Change every "one dot per instance" in the items below to "one dot for each instance", and leave everything else in each line as it is. Give all the items again without the pictures.

_Data supplied_

-- Begin --

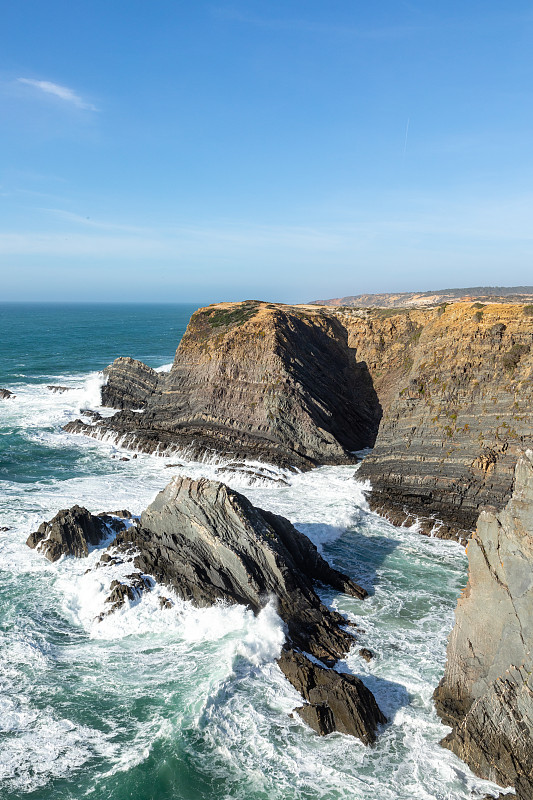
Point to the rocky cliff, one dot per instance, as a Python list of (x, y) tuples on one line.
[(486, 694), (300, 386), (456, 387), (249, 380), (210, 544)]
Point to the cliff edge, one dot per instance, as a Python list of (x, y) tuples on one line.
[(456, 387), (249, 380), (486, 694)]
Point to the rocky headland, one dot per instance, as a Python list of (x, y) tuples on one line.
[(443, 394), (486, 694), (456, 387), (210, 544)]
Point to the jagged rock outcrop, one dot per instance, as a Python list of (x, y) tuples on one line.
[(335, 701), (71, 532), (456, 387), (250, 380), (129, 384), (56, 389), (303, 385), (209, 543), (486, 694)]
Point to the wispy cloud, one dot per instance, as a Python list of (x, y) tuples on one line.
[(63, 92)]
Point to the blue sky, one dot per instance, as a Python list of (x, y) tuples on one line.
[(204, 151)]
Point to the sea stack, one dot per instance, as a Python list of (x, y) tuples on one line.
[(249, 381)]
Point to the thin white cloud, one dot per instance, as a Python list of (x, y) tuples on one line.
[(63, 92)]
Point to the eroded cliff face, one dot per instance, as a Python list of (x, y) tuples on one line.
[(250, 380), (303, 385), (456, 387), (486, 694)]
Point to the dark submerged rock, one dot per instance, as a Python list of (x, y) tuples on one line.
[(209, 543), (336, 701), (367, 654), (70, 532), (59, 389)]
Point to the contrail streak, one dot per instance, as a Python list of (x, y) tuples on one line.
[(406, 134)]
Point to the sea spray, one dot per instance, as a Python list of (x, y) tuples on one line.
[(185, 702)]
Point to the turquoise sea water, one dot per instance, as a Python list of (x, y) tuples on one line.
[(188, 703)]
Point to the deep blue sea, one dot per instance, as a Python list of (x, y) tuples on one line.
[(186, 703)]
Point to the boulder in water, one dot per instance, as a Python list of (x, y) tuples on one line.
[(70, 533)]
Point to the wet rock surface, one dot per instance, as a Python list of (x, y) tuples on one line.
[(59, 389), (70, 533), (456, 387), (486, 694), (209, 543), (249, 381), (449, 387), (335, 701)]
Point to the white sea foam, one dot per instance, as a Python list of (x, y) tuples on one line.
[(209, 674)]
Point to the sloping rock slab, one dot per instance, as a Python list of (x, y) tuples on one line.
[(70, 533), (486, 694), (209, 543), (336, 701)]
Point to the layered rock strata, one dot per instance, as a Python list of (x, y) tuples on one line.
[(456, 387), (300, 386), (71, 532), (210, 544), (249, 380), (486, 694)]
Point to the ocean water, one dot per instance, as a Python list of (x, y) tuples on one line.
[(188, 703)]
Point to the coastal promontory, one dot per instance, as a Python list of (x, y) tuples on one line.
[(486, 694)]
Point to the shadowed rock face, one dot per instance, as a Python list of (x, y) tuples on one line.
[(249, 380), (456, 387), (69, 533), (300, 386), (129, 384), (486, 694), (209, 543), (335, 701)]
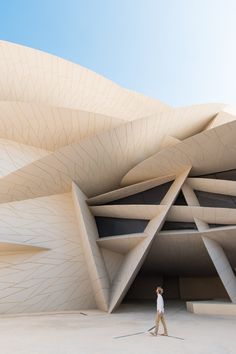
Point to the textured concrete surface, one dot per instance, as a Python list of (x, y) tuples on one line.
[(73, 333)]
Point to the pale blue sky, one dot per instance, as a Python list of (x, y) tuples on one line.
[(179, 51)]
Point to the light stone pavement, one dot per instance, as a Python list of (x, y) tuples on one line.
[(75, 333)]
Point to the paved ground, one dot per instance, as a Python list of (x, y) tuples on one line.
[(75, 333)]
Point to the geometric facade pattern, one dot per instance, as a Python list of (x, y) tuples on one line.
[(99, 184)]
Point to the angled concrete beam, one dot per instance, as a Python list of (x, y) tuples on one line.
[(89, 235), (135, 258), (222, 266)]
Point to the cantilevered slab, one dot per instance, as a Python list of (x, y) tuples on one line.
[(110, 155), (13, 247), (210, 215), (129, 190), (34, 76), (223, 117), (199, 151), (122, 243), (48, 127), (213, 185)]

-- End --

_Written reply_
Point to the rocky cliff, one dot for each instance, as a Python list of (x, y) tuples on one line.
[(486, 694), (300, 386), (456, 387), (249, 380), (210, 544)]
Point to the cliff edge, one dot for each instance, as a Python list of (x, y) tuples on one line.
[(456, 387), (249, 380), (486, 694)]
Point to the rocky headland, one dot for each instance, as a Python list of (x, y) tuples on one line.
[(443, 394), (486, 694), (456, 387), (210, 544)]
Point to the jagged rock outcrop, one dot for each instance, as a Python list of (x, y) tuples on one line.
[(335, 701), (71, 532), (456, 387), (250, 380), (129, 384), (56, 389), (303, 385), (209, 543), (486, 694)]
Point to the wispy cloud, one dot for each instance, as a Python list of (x, y) tuples on one line.
[(63, 92)]
Point to the blue sky, one dot for each instance, as a Python list of (x, y) tuples on one line.
[(204, 151)]
Point to the sea stack, one dot for each instance, as a Python list of (x, y) tuples on one line.
[(249, 381)]
Point to the thin white cloud, one dot for each instance, as a Python list of (x, y) tuples on one line.
[(63, 92)]
Point to the eroded cliff face, one dot for each instance, as a Python list of (x, y) tuples on one line.
[(250, 380), (303, 385), (456, 387), (486, 694)]
Point to the dark submerged rock, one dot for each instance, as a Python list of (x, y) tuples on one line.
[(209, 543), (336, 701), (367, 654), (70, 532), (59, 389)]
Point to the contrail streak, one dot for each instance, as a Python list of (x, y) tuples on one line.
[(406, 134)]
Point to the sea spray, one dot for each instance, as a Python list of (x, y) tuples on one line.
[(185, 702)]
Point to the turquoise sea water, one dot for each instance, as a Python list of (x, y) tuples on one line.
[(188, 703)]
Point to the deep blue sea, one dot for each instance, as a Python list of (x, y) tuples on one line.
[(186, 703)]
Point to the boulder in water, one dot for each instance, as a Python list of (x, y) tuples on one line.
[(70, 533)]
Point to the wet rock surface, one dot for each instance, as a Python list of (x, y) tuples on one line.
[(59, 389), (70, 533), (456, 387), (486, 694), (209, 543), (249, 381), (449, 387), (335, 701)]
Point to the white sea foam, one dot for each instance, as a Python list of (x, y) tuples on one line.
[(209, 674)]
Point to the sloping rock slab, one dot for each instance, as a Python list of (x, y) tuples on one line.
[(70, 533), (486, 694), (209, 543), (336, 701)]
Point to the layered rock strata, one dot for each instance, as a Python list of (x, y) tuples on one line.
[(456, 387), (300, 386), (71, 532), (210, 544), (249, 380), (486, 694)]
Point to the ocean water, one dot for each instance, as a Python list of (x, y) tuples on one line.
[(188, 703)]
Point to the coastal promontory, one dot for each instance, as a Python list of (x, y) tuples on one line.
[(486, 694)]
Point to the shadowed rock face, one dot for each instance, as a Python list of (x, y) tuples on one line.
[(249, 380), (456, 387), (69, 533), (300, 386), (129, 384), (486, 694), (209, 543), (335, 701)]
Point to the textured concrete surface, one dot for each instance, as a Python list of (x, y) tuples on one line.
[(73, 333)]
Point to the pale blue sky, one dot for each instance, as a Python list of (x, y) tuples on one line.
[(179, 51)]
Point to the light stone pavement, one dot for each instance, as a Python list of (x, y) tuples on one line.
[(75, 333)]
Point to the paved ground, one dot for each instance, as a Python list of (x, y) tuples on one line.
[(75, 333)]
Point to the geometric facade pattern, one dot for each instance, as a Python list of (x, y) tuples on one line.
[(99, 184)]
Point to the angled concrete beam, one dot for each instance, as a Python list of (x, y) tuples on one line.
[(89, 235), (135, 258), (222, 266)]
Point to the cantilevered slab, one dot for each instance, as a Python list of (x, y) tuples on one line.
[(110, 155), (13, 247), (210, 215), (129, 190), (34, 76), (223, 117), (199, 151), (122, 243), (48, 127), (213, 185)]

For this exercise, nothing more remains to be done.